▶ Given exercise
Write out every line from the one containing "Outline every instance of the car door." down through the last line, both ends included, with no changes. Omit the pictures from the output.

─── Provided material

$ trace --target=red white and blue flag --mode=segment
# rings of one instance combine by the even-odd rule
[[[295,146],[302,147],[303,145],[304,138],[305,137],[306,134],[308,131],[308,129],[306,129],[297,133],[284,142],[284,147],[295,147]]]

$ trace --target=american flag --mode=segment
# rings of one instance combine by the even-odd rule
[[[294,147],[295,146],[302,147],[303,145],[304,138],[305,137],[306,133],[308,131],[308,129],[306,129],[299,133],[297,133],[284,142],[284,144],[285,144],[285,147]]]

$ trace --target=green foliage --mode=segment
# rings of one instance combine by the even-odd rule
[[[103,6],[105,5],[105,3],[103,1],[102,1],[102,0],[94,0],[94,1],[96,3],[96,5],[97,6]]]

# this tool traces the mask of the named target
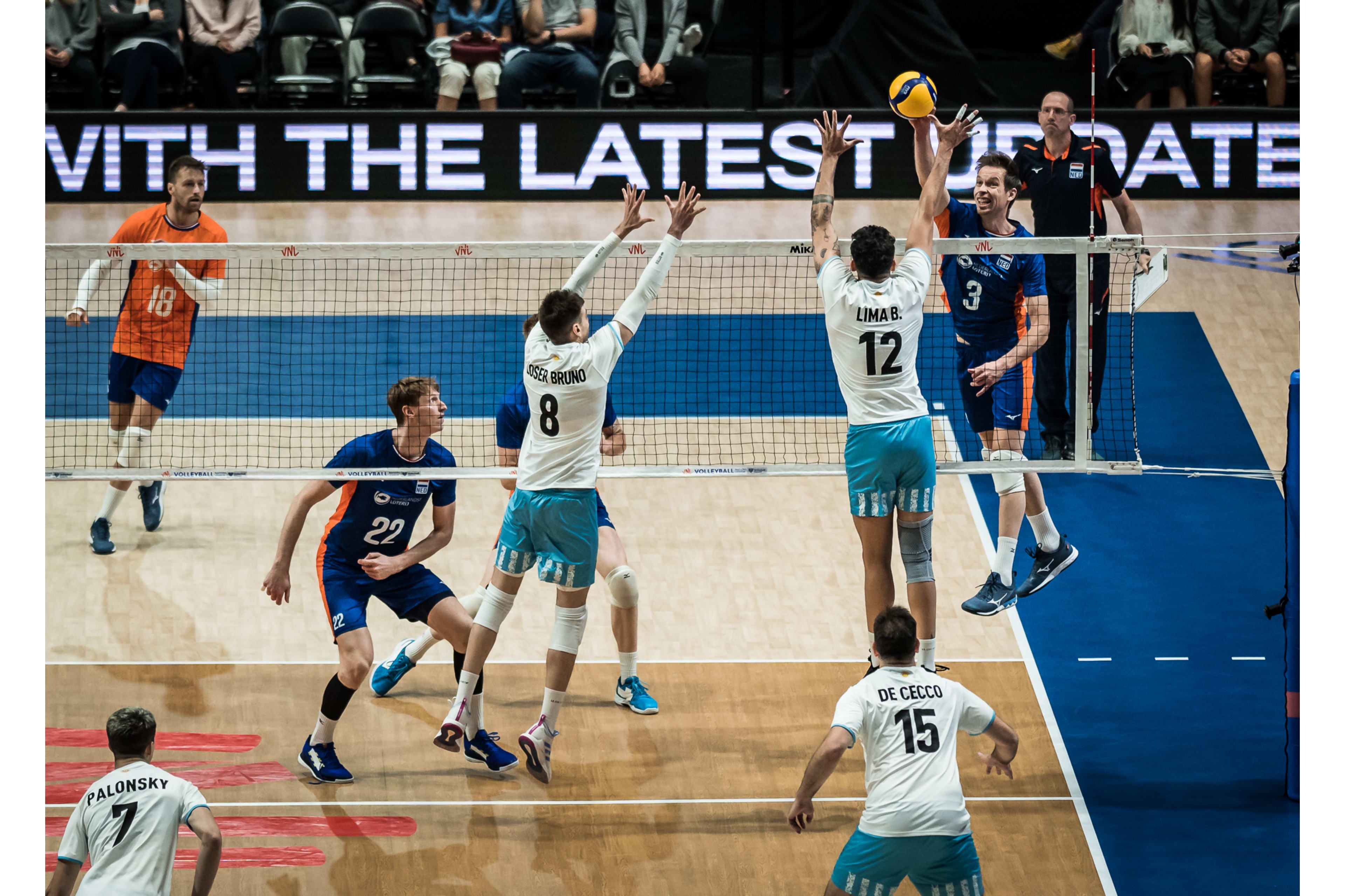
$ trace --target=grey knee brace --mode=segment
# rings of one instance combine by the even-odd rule
[[[897,545],[901,548],[901,565],[907,568],[907,584],[933,581],[933,517],[920,522],[897,521]]]

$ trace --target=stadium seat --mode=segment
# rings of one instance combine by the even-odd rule
[[[291,104],[296,104],[311,94],[325,94],[338,97],[344,105],[350,90],[350,85],[346,82],[346,66],[340,63],[343,57],[340,42],[344,40],[344,35],[331,7],[312,3],[312,0],[296,0],[280,7],[276,11],[276,17],[270,22],[268,38],[268,57],[280,52],[281,38],[312,38],[317,42],[313,50],[327,47],[335,52],[338,59],[336,74],[321,74],[312,71],[313,57],[309,54],[309,70],[301,75],[282,74],[284,69],[280,61],[268,59],[266,69],[281,73],[266,78],[272,87],[272,96],[284,97]]]
[[[383,44],[383,42],[394,38],[408,38],[413,40],[420,47],[425,46],[428,40],[428,32],[425,28],[425,20],[412,9],[409,5],[402,3],[395,3],[394,0],[377,0],[369,4],[355,15],[355,27],[350,34],[351,39],[371,40],[374,43]],[[369,65],[369,55],[364,57],[364,65]],[[429,70],[430,66],[421,66],[422,70]],[[355,85],[363,85],[370,93],[374,90],[395,91],[395,93],[410,93],[420,96],[425,90],[425,78],[422,75],[412,74],[362,74],[354,78]],[[356,101],[364,100],[369,94],[359,91],[352,93],[351,97]]]

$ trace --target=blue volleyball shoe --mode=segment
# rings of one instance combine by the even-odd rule
[[[402,679],[402,675],[416,669],[416,663],[406,655],[406,648],[414,643],[414,638],[408,638],[397,644],[391,657],[374,666],[374,674],[369,677],[369,686],[375,697],[386,697],[387,692]]]
[[[155,531],[164,521],[164,480],[156,479],[152,486],[140,487],[140,510],[145,519],[145,531]]]
[[[629,706],[632,713],[640,716],[654,716],[659,712],[659,701],[650,697],[650,689],[639,675],[616,679],[616,705]]]
[[[112,523],[102,517],[94,519],[93,525],[89,526],[89,546],[95,554],[117,553],[117,545],[112,541]]]
[[[304,748],[299,751],[299,761],[304,764],[308,774],[324,784],[344,784],[355,780],[340,760],[336,759],[335,744],[315,744],[312,737],[304,739]]]
[[[1065,541],[1065,537],[1060,537],[1060,546],[1052,552],[1045,552],[1041,545],[1028,549],[1028,556],[1032,557],[1032,570],[1020,583],[1014,592],[1020,597],[1026,597],[1034,592],[1045,588],[1052,578],[1065,572],[1069,564],[1079,560],[1079,549]]]
[[[986,577],[981,591],[963,601],[962,608],[976,616],[994,616],[1017,603],[1018,595],[1014,593],[1013,585],[1003,584],[999,573],[993,572]]]
[[[495,741],[499,739],[499,733],[494,731],[477,731],[476,737],[463,744],[463,756],[469,763],[482,763],[492,772],[508,771],[518,766],[518,756],[498,747]]]

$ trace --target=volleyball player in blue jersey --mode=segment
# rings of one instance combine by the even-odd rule
[[[933,167],[929,122],[912,121],[916,174]],[[1009,210],[1022,186],[1013,160],[987,152],[976,161],[974,203],[948,195],[936,207],[940,237],[994,239],[1030,237]],[[1045,265],[1036,254],[946,254],[940,265],[944,301],[952,315],[956,375],[967,422],[981,436],[985,460],[1026,460],[1022,453],[1032,416],[1032,355],[1050,332]],[[967,612],[994,616],[1018,597],[1040,591],[1077,557],[1079,549],[1056,530],[1034,472],[993,474],[999,494],[999,541],[986,583],[962,604]],[[1013,558],[1024,514],[1037,539],[1033,565],[1014,581]]]
[[[586,285],[586,284],[584,284]],[[582,292],[581,288],[576,288]],[[523,322],[523,336],[526,338],[537,324],[537,315]],[[519,379],[504,397],[500,398],[495,412],[495,447],[500,467],[514,467],[518,464],[518,452],[523,447],[523,433],[527,431],[527,421],[531,412],[527,405],[527,389]],[[601,453],[616,456],[625,452],[625,433],[616,417],[616,408],[612,405],[612,393],[607,394],[607,409],[603,413],[603,443],[599,448]],[[500,484],[514,494],[512,479],[502,479]],[[631,712],[642,716],[652,716],[659,712],[659,704],[650,694],[648,687],[636,674],[639,658],[639,597],[640,592],[635,581],[635,570],[627,565],[625,545],[616,531],[616,523],[603,503],[603,494],[597,494],[597,574],[607,583],[608,600],[612,604],[612,636],[616,639],[617,659],[620,673],[616,678],[616,694],[613,701],[619,706],[628,706]],[[472,595],[463,599],[468,612],[475,615],[476,607],[486,596],[486,587],[491,581],[491,570],[495,568],[495,552],[491,550],[491,564],[482,577],[480,585]],[[397,650],[374,667],[370,686],[379,697],[386,696],[399,682],[406,673],[416,667],[416,663],[438,640],[434,630],[426,628],[420,638],[408,638],[397,644]],[[473,709],[472,712],[479,712]]]
[[[327,467],[395,470],[456,467],[452,452],[432,441],[444,428],[445,405],[438,383],[428,377],[408,377],[387,390],[387,406],[397,417],[395,429],[360,436],[348,441]],[[438,576],[426,569],[426,560],[453,537],[457,510],[457,482],[453,479],[344,479],[305,484],[285,515],[276,561],[261,589],[281,605],[289,600],[289,562],[313,505],[338,488],[336,511],[327,522],[317,545],[317,588],[340,657],[340,669],[327,682],[313,733],[304,741],[299,761],[320,782],[340,783],[354,776],[336,757],[332,735],[336,721],[350,705],[355,689],[374,663],[374,640],[369,635],[364,609],[377,596],[401,619],[421,622],[455,646],[455,666],[461,669],[472,619]],[[434,529],[416,545],[412,530],[426,505],[433,505]],[[480,700],[480,681],[476,696]],[[500,749],[498,735],[477,731],[465,744],[465,757],[491,771],[518,766],[512,753]]]

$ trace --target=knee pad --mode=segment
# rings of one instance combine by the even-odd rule
[[[149,431],[140,426],[126,426],[126,435],[121,440],[121,451],[117,452],[117,463],[129,468],[148,467],[151,459]]]
[[[608,599],[613,607],[629,609],[640,603],[640,589],[635,584],[635,570],[617,566],[607,574]]]
[[[476,616],[472,620],[498,635],[500,626],[504,624],[504,618],[508,616],[508,611],[511,609],[514,609],[514,595],[506,595],[495,585],[487,585],[486,596],[482,599],[482,605],[476,609]]]
[[[457,599],[457,603],[463,604],[463,609],[472,619],[476,619],[476,613],[480,612],[482,604],[486,601],[486,585],[477,585],[476,591],[469,595],[463,595]]]
[[[1028,455],[1021,451],[1009,451],[1007,448],[1001,448],[998,451],[989,452],[989,460],[1028,460]],[[999,496],[1013,495],[1024,491],[1026,486],[1022,482],[1022,474],[990,474],[990,478],[995,483],[995,491]]]
[[[555,626],[551,627],[551,650],[578,654],[588,626],[588,607],[557,607]]]
[[[907,568],[907,584],[933,581],[933,517],[919,522],[897,521],[897,545],[901,548],[901,565]]]

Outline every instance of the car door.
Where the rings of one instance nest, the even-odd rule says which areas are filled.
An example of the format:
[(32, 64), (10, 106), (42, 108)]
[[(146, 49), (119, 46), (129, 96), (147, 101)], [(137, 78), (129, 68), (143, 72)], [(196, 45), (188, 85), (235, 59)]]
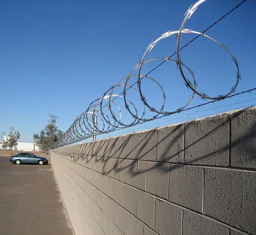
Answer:
[(20, 159), (21, 160), (22, 162), (24, 163), (26, 163), (28, 160), (28, 158), (27, 156), (26, 153), (22, 152), (20, 153)]
[(28, 161), (30, 163), (35, 163), (37, 162), (37, 159), (35, 158), (35, 156), (31, 153), (27, 153), (28, 158)]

──────

▶ Written reply
Outline every instance of the car door.
Where the rings of one instance nest, the even-odd rule says which areas are filled.
An example of the format:
[(32, 64), (10, 106), (42, 108)]
[[(146, 49), (119, 46), (129, 96), (147, 101)], [(137, 78), (129, 68), (143, 72)], [(196, 45), (188, 85), (235, 59)]]
Answer:
[(20, 159), (21, 160), (22, 162), (24, 163), (26, 163), (28, 160), (28, 158), (27, 156), (26, 153), (22, 152), (20, 153)]
[(28, 161), (30, 163), (35, 163), (37, 162), (37, 159), (35, 158), (35, 156), (31, 153), (27, 153), (28, 158)]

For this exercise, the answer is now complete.